## [Tarefa proposta 1]
Responda com base no pronunciamento abaixo:
(a) Em que cidade e data ocorreu a audiência pública?
(b) Quais profissões a oradora diz exercer?
(c) Até quantas semanas de gestação a SUG 15 de 2014 regula a interrupção voluntária da gravidez?

+ + + +

AUDIÊNCIA PÚBLICA NO SENADO FEDERAL
Sobre SUG 15 de 2014, que regula a interrupção voluntária da gravidez, dentro das doze primeiras semanas de gestação
Brasília, 24 de setembro de 2015
Presidente de Católicas pelo Direito de Decidir, Maria José Rosado
Exmo. Senador Magno Malta, Presidente da Mesa; Senhoras e senhores Senadoras e Deputadas; componentes da mesa e demais presentes.
Agradeço a oportunidade de estar aqui, mais uma vez, participando de uma audiência pública. É fundamental, em um país democrático, que se multipliquem os espaços de debate, para que as legislações expressem a vontade esclarecida de cidadãs e cidadãos.
Sou socióloga, professora universitária e pesquisadora. No entanto, não é nessa condição que aqui me apresento. Estou aqui, como criadora e coordenadora da ONG Católicas pelo Direito de Decidir. Falarei como feminista católica, como mulher e como cidadã brasileira.
Gostaria de iniciar, falando de maternidade. Pode parecer estranho que, discutindo uma proposta que torna o aborto legal, dentro de certo limite, eu proponha falar justamente sobre maternidade. Estranho porque sempre que se debate a questão do aborto, este aparece isolado do contexto maior do processo reprodutivo. Ao meu ver, não há como discutir e entender o significado e as consequências de se ter uma lei que regule a realização do aborto, a não ser entendendo-o em face do fato ineludível da capacidade que temos, as mulheres, de fazermos novos seres humanos. Uma capacidade transcendental e única. No entanto, para que a maternidade seja considerada em toda a sua grandeza, é absolutamente necessário que a compreendamos como resultado de uma decisão, de uma escolha: Como uma opção entre outras de realização das mulheres. Nós mulheres somos seres humanos, com projetos de vida, seres de pensamento e de desejo e não podemos, sob hipótese alguma, sermos consideradas unicamente pela nossa capacidade de colocarmos na comunidade humana novos seres. Essa é uma das possibilidades que temos em nossas vidas. Mas está longe de ser a única.

+ + + +

## [Tarefa proposta 2]
Reproduza fielmente todas as linhas dos registros abaixo, deixando as imagens de fora.

+ + + +

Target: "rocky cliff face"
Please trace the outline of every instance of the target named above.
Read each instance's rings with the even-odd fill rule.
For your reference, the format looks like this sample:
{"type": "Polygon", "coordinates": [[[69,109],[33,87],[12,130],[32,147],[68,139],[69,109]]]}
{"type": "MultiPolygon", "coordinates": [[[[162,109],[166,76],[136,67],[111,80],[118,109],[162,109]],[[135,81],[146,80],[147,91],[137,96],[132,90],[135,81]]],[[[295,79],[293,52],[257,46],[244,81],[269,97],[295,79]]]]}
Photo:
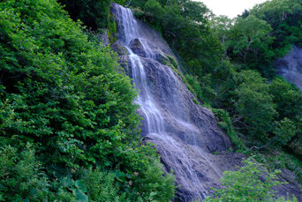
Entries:
{"type": "Polygon", "coordinates": [[[302,91],[302,49],[293,46],[292,50],[276,63],[277,73],[302,91]]]}
{"type": "Polygon", "coordinates": [[[179,186],[176,201],[202,201],[210,187],[220,186],[223,171],[233,170],[243,155],[228,152],[230,139],[213,113],[193,102],[159,34],[129,9],[113,4],[111,12],[118,31],[112,48],[140,94],[135,102],[143,117],[141,135],[156,146],[166,170],[173,169],[179,186]]]}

+ + + +

## [Resposta completa 1]
(a) Em Brasília, em 24 de setembro de 2015.
(b) Socióloga, professora universitária e pesquisadora.
(c) Até as doze primeiras semanas de gestação.

## [Resposta completa 2]
Target: "rocky cliff face"
Please trace the outline of every instance of the target named above.
Read each instance's rings with the even-odd fill rule.
For your reference, the format looks like this sample:
{"type": "Polygon", "coordinates": [[[69,109],[33,87],[12,130],[32,147],[68,139],[69,109]]]}
{"type": "MultiPolygon", "coordinates": [[[[162,109],[166,76],[136,67],[111,80],[118,109],[162,109]],[[135,81],[146,80],[147,91],[137,96],[132,90],[135,81]]],[[[295,79],[293,52],[257,46],[244,81],[269,97],[295,79]]]]}
Photo:
Entries:
{"type": "Polygon", "coordinates": [[[302,91],[302,49],[293,46],[292,50],[276,63],[277,73],[302,91]]]}
{"type": "Polygon", "coordinates": [[[179,186],[176,201],[202,201],[210,187],[220,186],[223,171],[233,170],[243,155],[228,152],[230,139],[213,113],[193,102],[159,34],[129,9],[113,4],[111,12],[118,31],[112,48],[140,94],[135,102],[143,117],[141,135],[156,146],[166,170],[173,169],[179,186]]]}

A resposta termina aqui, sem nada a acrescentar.